-- Task instructions --
What you return has to match the listing below line for line.

++++++

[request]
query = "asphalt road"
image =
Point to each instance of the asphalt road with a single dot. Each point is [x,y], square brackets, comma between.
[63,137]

++++++

-- Worked solution --
[request]
query = "asphalt road"
image =
Point to each instance of the asphalt road with a single dot. Each point is [x,y], square brackets, comma between.
[63,137]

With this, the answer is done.